_Task prompt_
Please count the lines in the listing below that contain the string "table", and give only that number.

_Listed entries_
— BEGIN —

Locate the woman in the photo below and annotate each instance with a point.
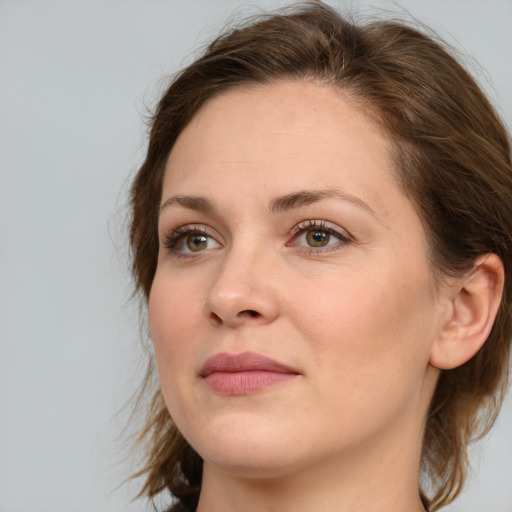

— END —
— BEGIN —

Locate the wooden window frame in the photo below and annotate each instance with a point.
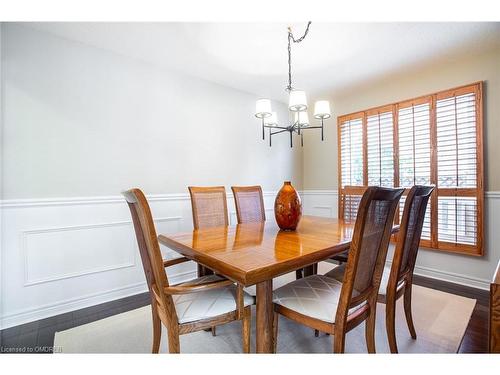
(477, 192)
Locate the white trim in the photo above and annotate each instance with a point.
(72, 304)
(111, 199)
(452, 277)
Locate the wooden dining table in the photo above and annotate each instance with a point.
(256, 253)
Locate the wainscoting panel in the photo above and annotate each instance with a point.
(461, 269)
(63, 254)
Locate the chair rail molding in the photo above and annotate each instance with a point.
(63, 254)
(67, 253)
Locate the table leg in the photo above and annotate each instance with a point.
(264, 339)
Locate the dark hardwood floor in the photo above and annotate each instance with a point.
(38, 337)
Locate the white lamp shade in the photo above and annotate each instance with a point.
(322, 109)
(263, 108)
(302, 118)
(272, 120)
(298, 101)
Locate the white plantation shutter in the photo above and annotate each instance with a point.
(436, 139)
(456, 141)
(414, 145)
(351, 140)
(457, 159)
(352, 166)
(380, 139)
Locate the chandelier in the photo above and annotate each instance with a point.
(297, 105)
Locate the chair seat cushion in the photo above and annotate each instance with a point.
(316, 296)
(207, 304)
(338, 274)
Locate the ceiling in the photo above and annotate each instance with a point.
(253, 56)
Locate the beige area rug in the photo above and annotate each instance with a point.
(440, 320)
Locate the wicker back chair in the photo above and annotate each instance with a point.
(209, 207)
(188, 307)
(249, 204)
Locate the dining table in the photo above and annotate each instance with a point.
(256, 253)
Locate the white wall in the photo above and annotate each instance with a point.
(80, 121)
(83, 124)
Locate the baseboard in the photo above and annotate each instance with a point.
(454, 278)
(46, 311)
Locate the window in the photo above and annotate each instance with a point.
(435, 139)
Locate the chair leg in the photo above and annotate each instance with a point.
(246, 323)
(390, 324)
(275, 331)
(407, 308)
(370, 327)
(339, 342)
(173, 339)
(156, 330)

— END —
— BEGIN —

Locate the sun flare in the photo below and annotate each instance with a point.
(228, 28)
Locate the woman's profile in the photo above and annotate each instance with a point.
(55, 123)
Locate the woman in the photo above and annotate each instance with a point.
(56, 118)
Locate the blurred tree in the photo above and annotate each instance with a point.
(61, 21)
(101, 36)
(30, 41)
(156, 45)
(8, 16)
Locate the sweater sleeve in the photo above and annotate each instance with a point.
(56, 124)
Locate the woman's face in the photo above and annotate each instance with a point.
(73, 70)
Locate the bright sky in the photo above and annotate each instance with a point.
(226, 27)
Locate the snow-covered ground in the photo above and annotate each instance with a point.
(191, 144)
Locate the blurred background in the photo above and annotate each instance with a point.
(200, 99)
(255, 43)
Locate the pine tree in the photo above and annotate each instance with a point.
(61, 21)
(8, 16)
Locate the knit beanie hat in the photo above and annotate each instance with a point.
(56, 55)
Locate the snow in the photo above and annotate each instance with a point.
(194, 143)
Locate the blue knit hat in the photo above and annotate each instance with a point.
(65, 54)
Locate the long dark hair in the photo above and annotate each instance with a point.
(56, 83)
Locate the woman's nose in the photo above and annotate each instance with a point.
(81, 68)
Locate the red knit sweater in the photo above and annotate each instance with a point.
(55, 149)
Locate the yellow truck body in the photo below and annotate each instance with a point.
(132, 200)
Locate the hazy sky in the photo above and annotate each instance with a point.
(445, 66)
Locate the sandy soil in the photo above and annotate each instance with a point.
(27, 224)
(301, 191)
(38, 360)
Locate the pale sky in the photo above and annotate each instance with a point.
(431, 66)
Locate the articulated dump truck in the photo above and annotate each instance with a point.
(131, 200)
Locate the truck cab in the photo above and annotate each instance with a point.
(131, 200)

— END —

_Response_
3